## Problem:
What is needed here is a faithful repeat of every entry, with no character changed.
◇ ◇ ◇ ◇
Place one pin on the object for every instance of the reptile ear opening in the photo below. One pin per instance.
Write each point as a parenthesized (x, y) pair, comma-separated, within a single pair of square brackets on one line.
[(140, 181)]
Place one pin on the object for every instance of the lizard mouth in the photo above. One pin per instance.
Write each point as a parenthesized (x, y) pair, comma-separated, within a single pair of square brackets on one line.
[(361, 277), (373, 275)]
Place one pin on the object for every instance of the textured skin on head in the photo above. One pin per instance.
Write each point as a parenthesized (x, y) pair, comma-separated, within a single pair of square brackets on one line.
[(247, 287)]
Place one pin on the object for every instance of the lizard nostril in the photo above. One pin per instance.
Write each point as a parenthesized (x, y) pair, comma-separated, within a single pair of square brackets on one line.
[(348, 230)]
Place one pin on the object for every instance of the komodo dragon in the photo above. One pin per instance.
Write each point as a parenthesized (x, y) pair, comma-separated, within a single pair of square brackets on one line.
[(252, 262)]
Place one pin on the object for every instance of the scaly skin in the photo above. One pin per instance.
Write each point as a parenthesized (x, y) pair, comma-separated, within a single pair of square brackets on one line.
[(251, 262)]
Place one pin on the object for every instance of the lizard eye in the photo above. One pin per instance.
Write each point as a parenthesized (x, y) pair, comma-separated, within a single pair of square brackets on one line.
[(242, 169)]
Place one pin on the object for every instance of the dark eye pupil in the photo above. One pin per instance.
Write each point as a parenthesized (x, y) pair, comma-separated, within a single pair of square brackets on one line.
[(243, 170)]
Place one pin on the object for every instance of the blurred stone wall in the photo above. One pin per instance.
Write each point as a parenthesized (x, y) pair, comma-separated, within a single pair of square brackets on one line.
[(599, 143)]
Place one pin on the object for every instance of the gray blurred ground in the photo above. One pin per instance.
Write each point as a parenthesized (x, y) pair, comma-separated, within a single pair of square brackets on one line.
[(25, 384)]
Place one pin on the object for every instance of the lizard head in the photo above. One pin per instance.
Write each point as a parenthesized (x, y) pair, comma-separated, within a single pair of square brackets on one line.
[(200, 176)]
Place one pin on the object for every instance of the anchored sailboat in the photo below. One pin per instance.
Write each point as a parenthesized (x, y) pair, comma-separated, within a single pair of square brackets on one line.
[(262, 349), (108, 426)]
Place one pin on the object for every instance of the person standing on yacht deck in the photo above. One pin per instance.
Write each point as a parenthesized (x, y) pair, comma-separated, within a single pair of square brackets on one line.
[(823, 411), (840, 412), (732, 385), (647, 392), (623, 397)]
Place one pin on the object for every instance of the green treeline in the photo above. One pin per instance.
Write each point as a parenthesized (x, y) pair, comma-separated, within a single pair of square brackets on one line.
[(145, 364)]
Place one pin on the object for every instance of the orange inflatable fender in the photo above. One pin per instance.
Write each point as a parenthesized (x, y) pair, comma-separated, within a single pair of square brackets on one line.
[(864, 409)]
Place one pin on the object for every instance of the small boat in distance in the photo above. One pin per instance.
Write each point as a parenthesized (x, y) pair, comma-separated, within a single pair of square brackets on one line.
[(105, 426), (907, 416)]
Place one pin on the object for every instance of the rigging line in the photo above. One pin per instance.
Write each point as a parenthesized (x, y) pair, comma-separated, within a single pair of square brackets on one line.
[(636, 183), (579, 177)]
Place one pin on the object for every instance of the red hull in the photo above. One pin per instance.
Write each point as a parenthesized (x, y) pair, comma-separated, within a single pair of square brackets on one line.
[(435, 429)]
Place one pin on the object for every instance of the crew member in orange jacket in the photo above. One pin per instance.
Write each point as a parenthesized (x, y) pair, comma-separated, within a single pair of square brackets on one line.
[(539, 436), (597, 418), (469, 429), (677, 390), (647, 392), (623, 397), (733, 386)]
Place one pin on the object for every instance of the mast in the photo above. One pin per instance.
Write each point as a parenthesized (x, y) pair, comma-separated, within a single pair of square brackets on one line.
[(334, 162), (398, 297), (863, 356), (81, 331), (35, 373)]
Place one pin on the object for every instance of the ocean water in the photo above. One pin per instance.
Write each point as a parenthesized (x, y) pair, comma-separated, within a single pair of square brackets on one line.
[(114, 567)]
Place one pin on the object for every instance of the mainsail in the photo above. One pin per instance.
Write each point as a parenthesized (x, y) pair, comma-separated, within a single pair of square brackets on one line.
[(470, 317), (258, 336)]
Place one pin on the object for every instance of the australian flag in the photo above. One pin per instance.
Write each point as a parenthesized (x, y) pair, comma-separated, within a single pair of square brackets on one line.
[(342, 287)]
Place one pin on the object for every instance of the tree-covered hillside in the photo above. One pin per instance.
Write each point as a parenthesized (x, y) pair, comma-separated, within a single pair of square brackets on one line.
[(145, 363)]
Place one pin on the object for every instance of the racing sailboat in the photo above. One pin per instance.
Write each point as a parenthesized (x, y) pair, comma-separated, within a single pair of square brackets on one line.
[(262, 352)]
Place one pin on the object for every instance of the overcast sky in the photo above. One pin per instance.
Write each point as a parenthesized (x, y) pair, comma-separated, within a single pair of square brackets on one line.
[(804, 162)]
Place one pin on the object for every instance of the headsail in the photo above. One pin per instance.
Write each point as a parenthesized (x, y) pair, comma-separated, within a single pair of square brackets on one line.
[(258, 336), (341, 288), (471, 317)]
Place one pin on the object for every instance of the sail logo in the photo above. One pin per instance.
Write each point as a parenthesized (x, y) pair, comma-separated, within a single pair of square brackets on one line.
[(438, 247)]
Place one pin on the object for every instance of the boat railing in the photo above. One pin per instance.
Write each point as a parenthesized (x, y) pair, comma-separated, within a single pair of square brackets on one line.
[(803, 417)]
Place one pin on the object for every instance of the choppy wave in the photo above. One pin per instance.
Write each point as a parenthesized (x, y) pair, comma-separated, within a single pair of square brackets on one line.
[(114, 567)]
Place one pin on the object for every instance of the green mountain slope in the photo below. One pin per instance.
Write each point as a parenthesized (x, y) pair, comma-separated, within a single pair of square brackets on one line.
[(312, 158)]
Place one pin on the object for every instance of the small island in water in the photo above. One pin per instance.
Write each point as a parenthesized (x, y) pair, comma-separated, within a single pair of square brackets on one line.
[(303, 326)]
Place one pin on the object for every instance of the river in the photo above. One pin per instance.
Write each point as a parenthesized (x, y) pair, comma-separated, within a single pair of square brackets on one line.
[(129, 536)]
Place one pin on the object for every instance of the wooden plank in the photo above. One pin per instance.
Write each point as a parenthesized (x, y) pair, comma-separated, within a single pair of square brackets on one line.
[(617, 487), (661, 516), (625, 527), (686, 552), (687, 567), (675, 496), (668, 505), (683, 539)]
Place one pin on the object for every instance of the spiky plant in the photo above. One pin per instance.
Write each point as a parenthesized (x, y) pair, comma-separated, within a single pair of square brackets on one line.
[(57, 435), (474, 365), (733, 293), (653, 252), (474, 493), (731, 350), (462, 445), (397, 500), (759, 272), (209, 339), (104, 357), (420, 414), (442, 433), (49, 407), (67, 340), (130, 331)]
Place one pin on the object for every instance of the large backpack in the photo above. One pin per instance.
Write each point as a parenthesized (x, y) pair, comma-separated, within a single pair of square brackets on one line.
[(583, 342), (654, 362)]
◇ ◇ ◇ ◇
## Written response:
Place one pin on the object for every instance of the reptile ear opening in the photo below. One pin per instance.
Write each point as a parenthesized (x, y) pair, comma-separated, within a single pair of square brackets on one line.
[(140, 181)]
Place one pin on the object for every instance of the lizard mouth in the photo above. One pin per instance.
Write each point as a parenthesized (x, y) pair, comma-separated, within a single pair of square brackets on one line.
[(361, 277), (373, 275)]
Place one pin on the object for every instance of the textured skin on head in the photo above. One pin per instance.
Write each point as a parenthesized (x, y) pair, comma-separated, within a single pair of square brackets on one line.
[(247, 287)]
Place one pin on the object for every instance of the lizard nostril in the photo above. One pin per instance.
Write each point as a parenthesized (x, y) pair, comma-separated, within a single pair of square brackets on one line.
[(348, 230)]
Place one pin on the object for every instance of the komodo dragon in the photo above. One pin per instance.
Write each point as a parenthesized (x, y) pair, comma-separated, within a single pair of square brackets on one line.
[(252, 262)]
Place one pin on the object for every instance of the scaly skin in the photo above. One pin per instance.
Write each point as a parenthesized (x, y) pair, comma-separated, within a single pair of square brackets on one line.
[(251, 262)]
Place one pin on the object for every instance of the lizard eye in the photo above. One pin per instance.
Write each point as a parenthesized (x, y) pair, comma-separated, within a single pair of square brackets on one line.
[(242, 169)]
Place one pin on the object for every instance of the dark eye pupil in the photo above. One pin per instance.
Write each point as a parenthesized (x, y) pair, comma-separated, within a single pair of square brackets on one line.
[(243, 170)]
Place one pin on the object for every instance of the blurred stone wall in the photo above. One pin per instance.
Write each point as a parenthesized (x, y) pair, comma-separated, within a single pair of square brackets on one line.
[(599, 143)]
Place one pin on the object for every instance of the gray blurred ground in the photo above. One pin per instance.
Write each point as a parenthesized (x, y) pair, comma-separated, within a single pair of square brackets on one line.
[(25, 384)]
Place one pin on the object for every instance of the lizard head in the photo above. One pin per instance.
Write each point as a parenthesized (x, y) pair, comma-separated, within a single pair of square brackets on one line.
[(200, 176)]
Place one pin on the object for every instance of the anchored sailboat in the photo below. One pin per instance.
Write each point as a parenthesized (x, y) pair, comma-separated, within a single pair of square brackets on one line.
[(262, 349), (108, 426)]
Place one pin on the object for every instance of the person standing on yacht deck in the photo above. One pin per instance.
Write each point as a parenthesized (x, y) pair, comma-separated, within a single pair of square brackets on one line.
[(823, 411), (840, 412), (732, 385), (647, 392), (623, 397)]
Place one pin on the object for every instance of the green treeline in the photo above. One pin per instance.
Write each point as a parenthesized (x, y) pair, comma-separated, within a single pair of square brackets on one line.
[(145, 364)]
Place one pin on the object for every instance of the orange inflatable fender in the photo above. One pin per instance.
Write each point as a parenthesized (x, y) pair, comma-separated, within a single pair of square brackets on one line.
[(864, 409)]
Place one pin on the object for every instance of the small boat in distance in the photo above. One pin per instance.
Write each point as a parenthesized (x, y) pair, comma-separated, within a single pair of square brackets on one line.
[(105, 426), (907, 416)]
Place one pin on the object for every instance of the rigging line in the photo above. One pin per instance.
Write each point as a parenthesized (x, y) pair, comma-separated, within a single pair of square brackets on one line.
[(636, 183), (579, 177)]
Place one pin on the object for every instance of the red hull in the photo above. One pin per instance.
Write each point as a parenthesized (x, y) pair, comma-separated, within a single pair of square brackets on one line.
[(435, 429)]
Place one pin on the object for every instance of the crew member in orange jacket in the photo above. One pin per instance.
Write each point as a parenthesized (x, y) pair, comma-separated, within a single pair of square brackets on one line.
[(539, 436), (597, 418), (469, 429), (677, 390), (647, 392), (623, 397), (733, 386)]
Place one pin on the object for every instance of the mast in the photo above. One pin per instance.
Write each point as a parenthesized (x, y) pair, comma-separated, within a single pair of square brackets on one line.
[(334, 162), (398, 297), (863, 356), (81, 331), (35, 373)]
Place one pin on the object for every instance of the ocean water in the photo above. One pin per instance.
Write each point as a parenthesized (x, y) pair, comma-separated, within a single pair of square brackets on one line.
[(114, 567)]
Place one pin on the object for every instance of the mainsail in the photo above. One pin per instance.
Write each point as a parenthesized (x, y) pair, comma-separated, within a single pair of square brackets on one line.
[(470, 317), (258, 336)]
Place one pin on the object for every instance of the australian flag in the photo above. One pin per instance.
Write each point as a parenthesized (x, y) pair, comma-separated, within a single pair of square brackets on one line.
[(342, 287)]
Place one pin on the object for every instance of the tree-covered hillside in the photo above. One pin per instance.
Write each point as a parenthesized (x, y) pair, comma-separated, within a single pair of square brackets on one line.
[(145, 363)]
Place one pin on the object for every instance of the racing sailboat in the photo above. One pin per instance.
Write each point as a parenthesized (x, y) pair, comma-separated, within a single pair of square brackets on one line.
[(262, 352)]
Place one pin on the object for every instance of the overcast sky in the photo above. One pin per instance.
Write each point as a parenthesized (x, y) pair, comma-separated, within a single pair of square brackets on one line.
[(804, 162)]
Place one pin on the object for every instance of the headsail in the photo above. One pin per instance.
Write each point as a parenthesized (x, y) pair, comma-separated, within a single pair of square brackets on one line.
[(258, 336), (341, 288), (471, 317)]
Place one pin on the object for every instance of the sail logo in the photo above. One pin per instance.
Write each point as a parenthesized (x, y) pair, comma-separated, within a single pair of square brackets on one line.
[(438, 247)]
Place one pin on the object for every instance of the boat railing in the photo above. One pin per instance.
Write each point as a parenthesized (x, y) pair, comma-separated, within a single pair of square brackets on one line.
[(803, 417)]
Place one pin on the object for every instance of the choppy wave in the photo above. One pin per instance.
Write each point as a parenthesized (x, y) pair, comma-separated, within a single pair of square brackets on one line.
[(114, 567)]
Place one pin on the object for every instance of the green mountain slope in the photo below. One pin per instance.
Write each point as a parenthesized (x, y) pair, comma-separated, within a single pair of square brackets on one line.
[(312, 158)]
Place one pin on the object for every instance of the small island in water in the photo above. One pin per instance.
Write each point as a parenthesized (x, y) pair, comma-separated, within a single pair of square brackets on one line.
[(303, 326)]
Place one pin on the object for every instance of the river in the photo above. One pin per instance.
Write each point as a parenthesized (x, y) pair, comma-separated, within a single pair of square brackets on one line.
[(129, 536)]
Place one pin on the object for every instance of the wooden plank in the photo above. One pin per instance.
Write each point as a parenthesized (x, y) pair, comma-separated, within a single pair of square brackets on one line.
[(617, 487), (661, 516), (625, 527), (686, 552), (687, 567), (675, 496), (668, 505), (683, 539)]
Place one pin on the object for every instance of the spiky plant in the photo above. One pin per instance.
Write each point as a parenthesized (x, y) pair, comma-separated, within a single pair of square brackets on one line.
[(57, 435), (474, 365), (733, 293), (653, 252), (474, 493), (731, 350), (462, 445), (397, 500), (759, 272), (209, 339), (104, 357), (420, 414), (442, 433), (49, 407), (67, 340), (130, 331)]
Place one pin on the object for every instance of the large backpack in the photo above. One pin per instance.
Write each point as a parenthesized (x, y) pair, comma-separated, within a single pair of square brackets on one line.
[(583, 342), (654, 362)]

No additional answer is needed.